What is being asked: Make an exact copy of the records below, leaving every image out.

Data extracts:
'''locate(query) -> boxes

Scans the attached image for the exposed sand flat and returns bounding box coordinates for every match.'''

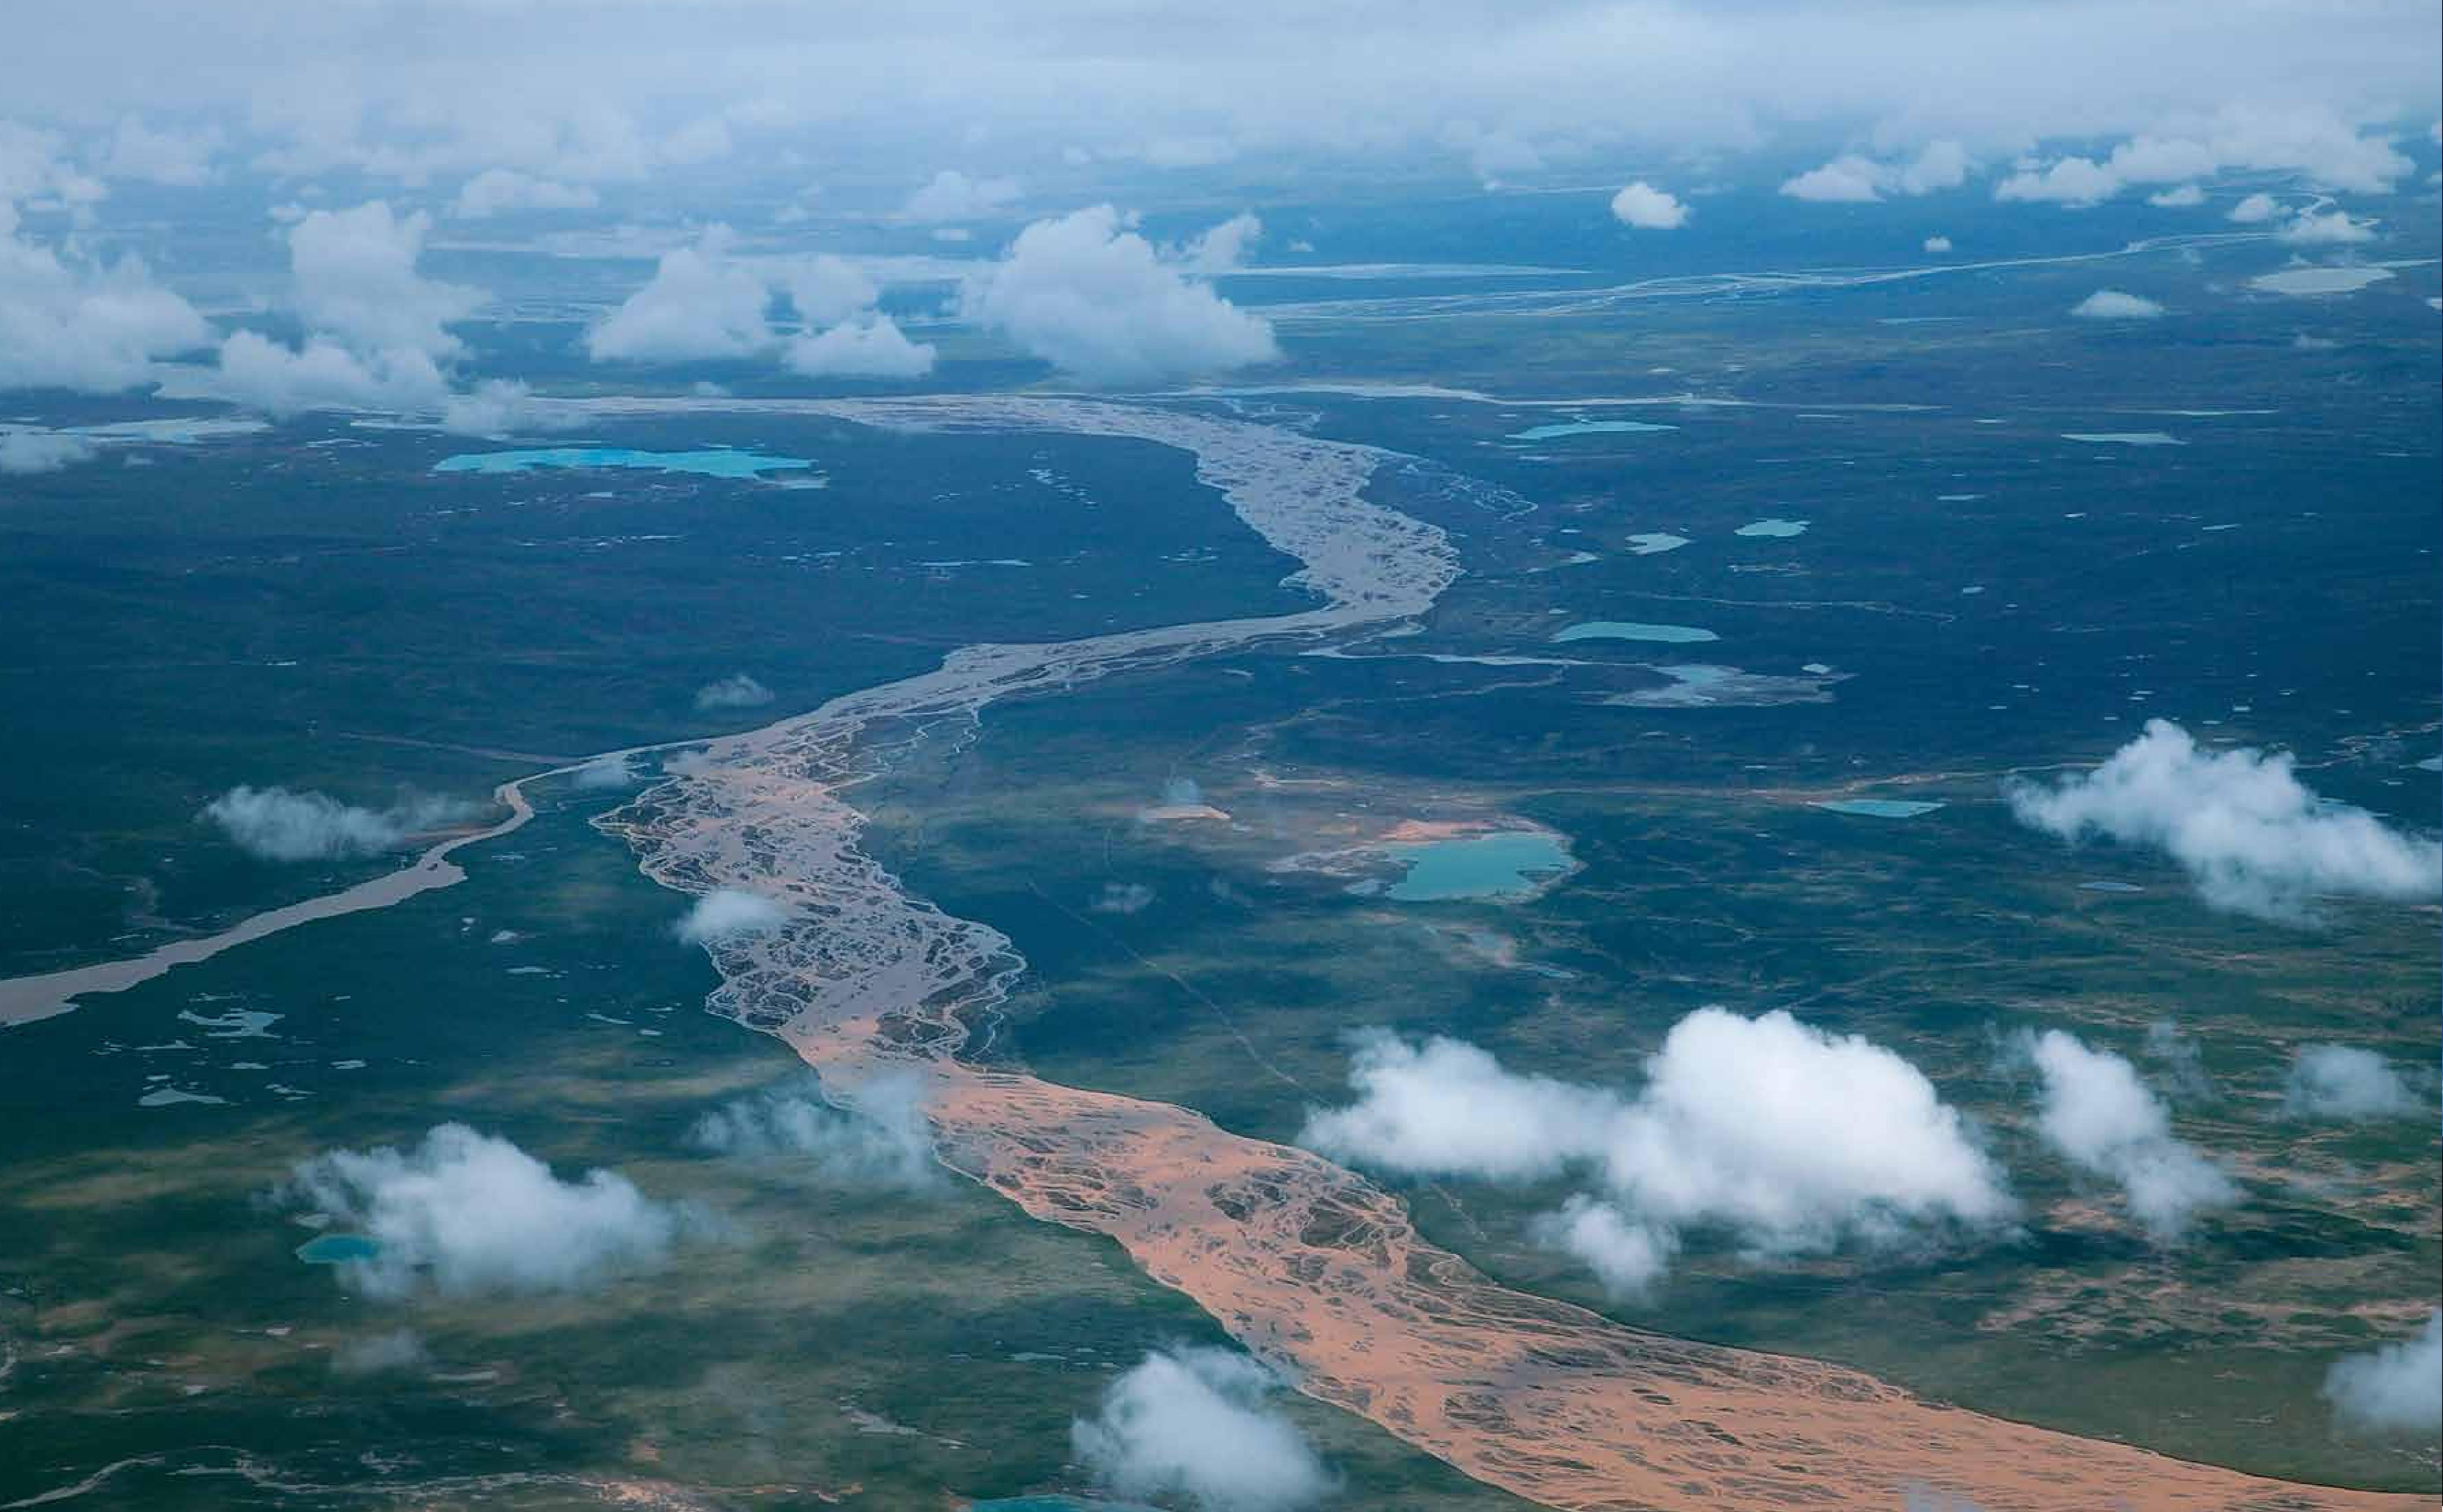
[574,397,2417,1512]
[17,395,2415,1508]
[0,779,538,1027]
[911,1061,2415,1512]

Answer for this exercise:
'''locate(query) -> boxes

Scans the attached image for the exposed sand flat and returns bounding box coordinates for every match.'''

[574,397,2417,1512]
[17,395,2415,1508]
[0,779,538,1027]
[911,1061,2415,1512]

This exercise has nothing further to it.